No que concerne ao conteúdo do ensino da sociologia, caberiam duas considerações. Primeiro, as teorias dos líderes da nova disciplina são diversas, mas se inscrevem nas concepções de A. Comte e H. Spencer; os programas dos cursos dos sociólogos da primeira geração consideram a sociologia como “a ciência social geral, disciplina sintética”, que coordena “as descobertas” das disciplinas específicas (economia política, história, ciências políticas ou antropologia). Em segundo lugar, as elites protestantes pretendiam que a sociologia pudesse fornecer uma “[...] base científica ao evangelho social (social gospel) que constitui a forma laicizada do proselitismo da geração precedente” (Chapoulie, 2001, pp. 37-8). Nessa ótica, a evolução do pensamento social nos Estados Unidos já revela uma reação progressiva contra a influência de H. Spencer (Fleming, 1963).
Se a cooperação internacional em sociologia começou pioneiramente na França - com R. Worms, ainda no século XIX -, nos Estados Unidos, somente em 1905 foi instituída a American Sociological Association por Lester Frank Ward, seu primeiro presidente.
2 Reprodução e institucionalização internacional da sociologia na América Latina
O processo de construção da sociologia na América Latina desenvolveu-se em função de condicionantes históricos, próprios a cada sociedade, e das dinâmicas universitárias dos países. Esse processo permite observar que há padrões diferenciados de “disciplinarização”, em termos nacionais, a partir de modelos de referência dos países fundadores. A elaboração de um quadro geral sobre a construção institucional das ciências sociais, com ênfase na sociologia, na América Latina, de suas origens na década de 1930 até a de 1970, permite observar um padrão diferenciado entre os cinco países pesquisados: Argentina, Brasil, Chile, México e Uruguai33.
2.1 A importação da sociologia na Argentina, Brasil, Chile, México e Uruguai
Na análise comparativa das ciências sociais na América Latina, observa-se, de forma análoga às instituições fundadoras europeias e norte-americanas, que elas estiveram submetidas aos condicionantes do contexto sociopolítico de cada país e com uma orientação reformista e crítica. Germani (1964), em sua análise sobre a recepção da sociologia na América Latina, ressalta que:
[...] no plano do ensino e da orientação teórica a sociologia de nossos países refletiu o estado da disciplina nos centros intelectuais do ocidente. Este fato demonstrava - e demonstra atualmente o problema da recepção de teorias e métodos de outra parte. [...] Há aqui dois fatores principais. Em primeiro lugar, teorias e métodos sociológicos ainda que se formulem em termos de universalidade são produtos históricos [...] [E] é possível não possam transladar-se mecanicamente a outro tipo de realidade [...] A universalidade da ciência - e de suas contribuições - não deriva da aplicação cega de modelos teóricos, venham de onde venham, senão da continua interação entre a teoria e a realidade concreta. (Germani, 1964, p. 4)37
O percurso das ciências sociais na região esteve associado à análise dos problemas concretos (macro ou micro, segundo os períodos e países), assim como à vontade dos “pensadores sociais”, e depois sociólogos, de enfrentá-los (Liedke Filho, 2005). Isso propiciou uma maior incidência dos níveis ideológicos no discurso da academia, assim como uma tendência a vincular a prática acadêmica da sociologia à política e aos governos.

> **MATERIAL EXTRAÍDO**:
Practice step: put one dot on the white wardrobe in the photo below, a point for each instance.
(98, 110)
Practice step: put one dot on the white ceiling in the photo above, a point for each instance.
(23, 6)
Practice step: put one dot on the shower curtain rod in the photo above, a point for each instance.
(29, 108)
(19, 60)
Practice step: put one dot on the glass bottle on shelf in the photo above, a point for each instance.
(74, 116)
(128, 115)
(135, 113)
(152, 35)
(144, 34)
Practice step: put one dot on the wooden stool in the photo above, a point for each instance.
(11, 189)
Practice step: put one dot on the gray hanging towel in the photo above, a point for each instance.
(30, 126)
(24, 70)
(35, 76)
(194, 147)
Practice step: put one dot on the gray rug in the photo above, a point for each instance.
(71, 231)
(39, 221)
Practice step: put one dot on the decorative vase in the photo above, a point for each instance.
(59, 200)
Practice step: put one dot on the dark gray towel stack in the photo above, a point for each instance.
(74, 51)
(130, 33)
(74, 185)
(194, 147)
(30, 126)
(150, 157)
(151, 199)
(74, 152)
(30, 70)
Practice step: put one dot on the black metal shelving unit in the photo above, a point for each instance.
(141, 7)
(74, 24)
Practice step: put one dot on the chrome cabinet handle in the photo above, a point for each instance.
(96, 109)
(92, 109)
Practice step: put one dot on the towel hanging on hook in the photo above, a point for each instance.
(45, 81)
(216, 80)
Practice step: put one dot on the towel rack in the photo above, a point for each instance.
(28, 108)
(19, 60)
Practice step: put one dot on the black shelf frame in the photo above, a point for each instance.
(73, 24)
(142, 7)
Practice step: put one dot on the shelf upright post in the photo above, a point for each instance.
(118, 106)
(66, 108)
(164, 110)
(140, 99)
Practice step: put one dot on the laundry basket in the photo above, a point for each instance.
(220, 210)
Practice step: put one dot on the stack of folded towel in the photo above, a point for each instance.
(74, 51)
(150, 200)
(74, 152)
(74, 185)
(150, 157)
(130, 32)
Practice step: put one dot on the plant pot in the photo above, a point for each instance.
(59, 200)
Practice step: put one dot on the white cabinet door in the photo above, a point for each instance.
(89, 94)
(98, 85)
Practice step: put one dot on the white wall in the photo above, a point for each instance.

> **TAREFA PROPOSTA**:
Reescreva tudo o que vai de "Se a cooperação" até "seu primeiro presidente." no texto sobre a sociologia, renomeando "cooperação internacional" para "colaboração internacional".

> **RESPOSTA DO EXERCÍCIO**:
Se a colaboração internacional em sociologia começou pioneiramente na França - com R. Worms, ainda no século XIX -, nos Estados Unidos, somente em 1905 foi instituída a American Sociological Association por Lester Frank Ward, seu primeiro presidente.